Monday, March 5, 2007.
A K W A A B A
· 18 Heads of State coming
Eighteen heads of state are expected to attend the Golden Jubilee celebrations. They are led by President Olusegun Obasanjo who is the Special Guest of Honour for the celebrations.
A former military ruler, President Obasanjo won presidential elections in Nigeria on February 27, 1999 with 62 per cent of the valid votes cast.
His party, the People’s Democratic Party (PDP), won about the same majority in the two houses of the National Assembly, state houses and the state legislature.
Obasanjo was characterized by political analysts as neither an economic nor political genius but a “safety-first” candidate with an important network of international contacts within will be useful for Nigeria.
When Obasanjo was last in office he gained international respect through his efforts to end white minority rule in South Africa and Zimbabwe, supporting neighbouring in Nigeria and abroad. A 21-years military career included serving in the UN peacekeeping mission in the former Zaire and commanding Nigeria’s 30-month Biafram civil war (1967 -1970).
He became Nigeria’s military ruler between 1976 and 1979 following the assassination of General Murtala Muhammad.
Also expected is Malian President Amadou Toumani Toure, born November 4, 1948 and elected President of Mali in 2002.

DATA EXTRACT:
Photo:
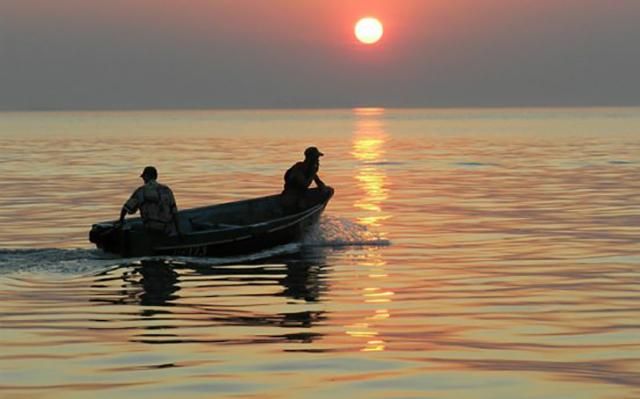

YOUR INSTRUCTIONS:
Reproduce the entire Golden Jubilee report word for word. Rely on the Golden Jubilee report and nothing else.

SOLUTION FOR THIS EXERCISE:
Monday, March 5, 2007.
A K W A A B A
· 18 Heads of State coming
Eighteen heads of state are expected to attend the Golden Jubilee celebrations. They are led by President Olusegun Obasanjo who is the Special Guest of Honour for the celebrations.
A former military ruler, President Obasanjo won presidential elections in Nigeria on February 27, 1999 with 62 per cent of the valid votes cast.
His party, the People’s Democratic Party (PDP), won about the same majority in the two houses of the National Assembly, state houses and the state legislature.
Obasanjo was characterized by political analysts as neither an economic nor political genius but a “safety-first” candidate with an important network of international contacts within will be useful for Nigeria.
When Obasanjo was last in office he gained international respect through his efforts to end white minority rule in South Africa and Zimbabwe, supporting neighbouring in Nigeria and abroad. A 21-years military career included serving in the UN peacekeeping mission in the former Zaire and commanding Nigeria’s 30-month Biafram civil war (1967 -1970).
He became Nigeria’s military ruler between 1976 and 1979 following the assassination of General Murtala Muhammad.
Also expected is Malian President Amadou Toumani Toure, born November 4, 1948 and elected President of Mali in 2002.